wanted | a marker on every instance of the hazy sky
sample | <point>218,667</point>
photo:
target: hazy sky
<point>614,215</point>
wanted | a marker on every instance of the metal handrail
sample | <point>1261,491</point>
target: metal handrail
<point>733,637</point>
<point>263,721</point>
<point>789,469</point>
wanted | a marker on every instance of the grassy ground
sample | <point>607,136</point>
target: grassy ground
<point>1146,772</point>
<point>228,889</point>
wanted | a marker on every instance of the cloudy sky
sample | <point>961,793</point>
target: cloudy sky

---+---

**WORK REQUEST**:
Could you copy exactly the line containing "target: metal handrail" and each line after it through the end of the records, and nothing else?

**THE COMPLETED TASK**:
target: metal handrail
<point>733,637</point>
<point>263,721</point>
<point>789,469</point>
wanted | a marker on every instance of the grassy ground
sample | <point>607,136</point>
target: grassy ground
<point>1146,772</point>
<point>228,889</point>
wanted | a marker on every instance of the cloudy sky
sample | <point>961,793</point>
target: cloudy sky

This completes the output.